**QUESTIONS**
(a) Translate this sentence from the text about Foucault and Blanchot below into Spanish: "Blanchot provides a gleaming tribute to Foucault's career and accomplishments."
(b) Please carry on the text about Foucault and Blanchot below, picking up right after its final sentence; the data that follows it is not part of that text.

**TEXT UNDER STUDY**
Start of Block

I imagined that this tome --where Foucault and Blanchot reflect on the other-- would afford me some perspective. It did. Unfortunately, Foucault talks about Blanchot the novelist, where I have no experience nor immediate access. There are references to darkened hallways, locked anterooms, foggy boardinghouses -- all of it fascinating, but alas. There is also a suspicious lack of politics.
Blanchot provides a gleaming tribute to Foucault's career and accomplishments. As with most of these encounters between thinkers, I only long for more.
”Fiktionen består alltså inte i att visa det osynliga utan i att visa i hur hög grad det synligas osynlighet är osynlig”. Ja, han gör det inte så lätt för oss den gode Foucault.
Foucault gets really tripped up at the beginning talking about the classic playground paradox “i’m lying when i speak”, which is a good reminder that being an analytic philosopher is mostly just being baffled by things children understand. this is an endorsement of the book though. seeing lots of “wish i had read some Blanchot before reading this” but i found you could just as easily pretend he was talking about Kafka or even Beckett and it still lands.
“The characteristic movement of mysticism is to attempt to join — even if it means crossing the night — the positivity of an existence by opening a difficult line of communication with it. Even when that existence contests itself, hollows itself out in the labor of its own negativity, infinitely withdrawing into a lightless day, a shadowless night, a visibility devoid of shape, it is still a shelter in which experience can rest. The shelter is created as much by the law of a Word as by the open expanse of silence. For in the form of the experience, silence is the immeasurable, inaudible, primal breath from which all manifest discourse issues; or, speech is a reign with the power to hold itself in silent suspense.”
They will always surpass meanings,signification, unity. Language will be naked in its perpetual opening, a streaming of perpetual discourses. Silence will also loose the foundation of meaning. Foucault and Blanchot—they imagined each other not as a person,but as a process of individuation. Thought without interiority, depth; everything from the outside. A madness, an anxiety of language itself!
“Hence the necessity of converting reflexive language. It must be directed not toward any inner confirmation—not toward a kind of central, unshakable certitude—but toward an outer bound where it must continually contest itself. When language arrives at its own edge, what it finds is not a positivity that contradicts it, but the void that will efface it.”

End of Block

**COLLECTED DATA**
Start of Block

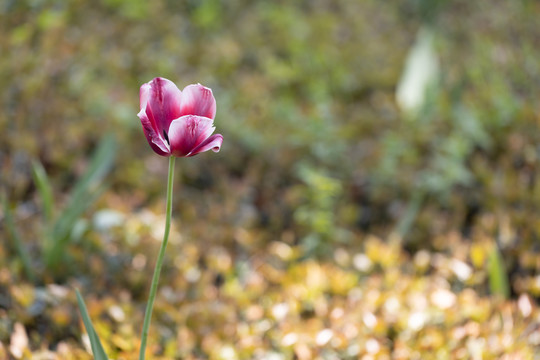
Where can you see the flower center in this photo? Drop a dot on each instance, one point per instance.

End of Block

**RESPONSE LIST**
(a) Blanchot ofrece un brillante homenaje a la trayectoria y los logros de Foucault.

(b)
Foucault on Blanchot is about as obscure as I've come to expect from Foucault, not least because I've read no Blanchot as yet - the clearer moments, however, make me all the more excited to attempt the latter. Perhaps moreso Blanchot on Foucault - at least in translation Blanchot here speaks clear as a bell, and even considering his measured avoidance of praise in his treatment of Foucault's work, nevertheless drums up a passion and delight that he himself appears to have experienced in the younger man's work.
This was a quick and fun read, over the course of which my reading list filled out a great deal. A curiosity in itself, or a springboard to further exploration. I expect I'll look forward to reading it again once I've read more by each author.
Wish I would have brushed up on my Blanchot before reading the Foucault piece. The Blanchot is surprising easy to read and points out the idiosyncratic and very personal (all too human) discourse (as life) that was the work of Foucault.
An interesting chiasmus in which the thought of two thinkers thinks upon the other, thus showing forth the moment at which their thought intersects. Foucault produces an insightful reading of Blanchot, and Blanchot (in his customary fashion) uses Foucault's reading of his thought to read Foucault's own thought. Foucault creates the bridge and Blanchot dismantles it so that they meet at the bottom of the chiasmus. I highly recommend this short text for anyone interested in Foucault, Blanchot, or both.